- Given exercise a
Can you echo, word for word, the part of the estate planning text between "Probate will teach" and "per your wishes.", inclusive?

- Excerpt provided
<<<<
Probate will teach you a lesson
One of the biggest estate planning mistakes is not establishing a living trust to avoid probate. A living trust is a legal document that is created during your lifetime to allow for an easy transfer of your assets to your heirs and beneficiaries as per your wishes.
As the trustor or grantor, you transfer your assets into the trust, but remain in control of them during your lifetime. When you die, a designated person, the trustee, is responsible for managing those assets and distributing them according to your instructions.
In addition to saving your beneficiaries from having to go through the time-consuming probate process, setting up a living trust has other benefits including, but not limited to:
- Ensuring the privacy of your family
- Protecting yourself if you should become incapacitated
- Keeping your assets within your family
- Protecting minor children
If you’re worried that your child won’t make good decisions about spending their inheritance, put the money in a living trust. The trustee that you have chosen will distribute the money to your child as per your instructions.
Estate planning for your kids
If one or both of your parents become incapacitated or die, would you know where their estate planning documents are kept or how to find out if a trust exists?
Hopefully, you’ll learn from your parents’ estate planning mistakes, but how can you ensure that you won’t make some of those same mistakes? By working with an experienced estate planning attorney who can help you put a well-crafted plan into place.
Whether you’re already a parent or hope to have children in the future, it’s time to start thinking about the steps you’re going to take when it comes to estate planning for your kids.
>>>>
- Given exercise b
Could you arrange the records between the line holding "Pick-planner input: for every instance of the glass" and the last line of the records, inclusive, as a Markdown table, with a Row column for the row number and a Line column for each line, leaving out any blank lines?

- Dataset excerpts
<<<<
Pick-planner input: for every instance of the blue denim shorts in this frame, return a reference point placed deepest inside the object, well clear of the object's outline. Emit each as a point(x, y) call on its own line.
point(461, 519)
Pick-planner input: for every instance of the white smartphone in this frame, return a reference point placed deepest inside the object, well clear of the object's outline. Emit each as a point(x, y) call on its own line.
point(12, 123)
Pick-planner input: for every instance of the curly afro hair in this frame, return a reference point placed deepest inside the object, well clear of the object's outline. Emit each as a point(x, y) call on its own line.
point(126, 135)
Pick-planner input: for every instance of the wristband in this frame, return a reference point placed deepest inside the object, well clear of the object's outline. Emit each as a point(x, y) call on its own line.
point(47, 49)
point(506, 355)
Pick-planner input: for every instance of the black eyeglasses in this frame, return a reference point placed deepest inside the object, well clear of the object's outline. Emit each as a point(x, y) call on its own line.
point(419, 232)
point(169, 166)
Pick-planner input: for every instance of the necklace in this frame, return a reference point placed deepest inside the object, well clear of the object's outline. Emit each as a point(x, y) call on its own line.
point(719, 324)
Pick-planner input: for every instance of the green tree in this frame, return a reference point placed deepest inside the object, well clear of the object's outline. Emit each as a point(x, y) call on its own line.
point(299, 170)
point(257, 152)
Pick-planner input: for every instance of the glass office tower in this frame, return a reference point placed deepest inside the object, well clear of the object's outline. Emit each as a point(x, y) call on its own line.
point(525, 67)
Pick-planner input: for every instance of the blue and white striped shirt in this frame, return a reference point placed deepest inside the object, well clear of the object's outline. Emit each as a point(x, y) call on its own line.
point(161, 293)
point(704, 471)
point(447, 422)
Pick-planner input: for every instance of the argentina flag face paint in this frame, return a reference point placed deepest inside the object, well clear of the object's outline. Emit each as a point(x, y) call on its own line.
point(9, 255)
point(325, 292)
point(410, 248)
>>>>
- Task answer a
Probate will teach you a lesson
One of the biggest estate planning mistakes is not establishing a living trust to avoid probate. A living trust is a legal document that is created during your lifetime to allow for an easy transfer of your assets to your heirs and beneficiaries as per your wishes.

- Task answer b
| Row | Line |
|---|---|
| 1 | Pick-planner input: for every instance of the glass office tower in this frame, return a reference point placed deepest inside the object, well clear of the object's outline. Emit each as a point(x, y) call on its own line. |
| 2 | point(525, 67) |
| 3 | Pick-planner input: for every instance of the blue and white striped shirt in this frame, return a reference point placed deepest inside the object, well clear of the object's outline. Emit each as a point(x, y) call on its own line. |
| 4 | point(161, 293) |
| 5 | point(704, 471) |
| 6 | point(447, 422) |
| 7 | Pick-planner input: for every instance of the argentina flag face paint in this frame, return a reference point placed deepest inside the object, well clear of the object's outline. Emit each as a point(x, y) call on its own line. |
| 8 | point(9, 255) |
| 9 | point(325, 292) |
| 10 | point(410, 248) |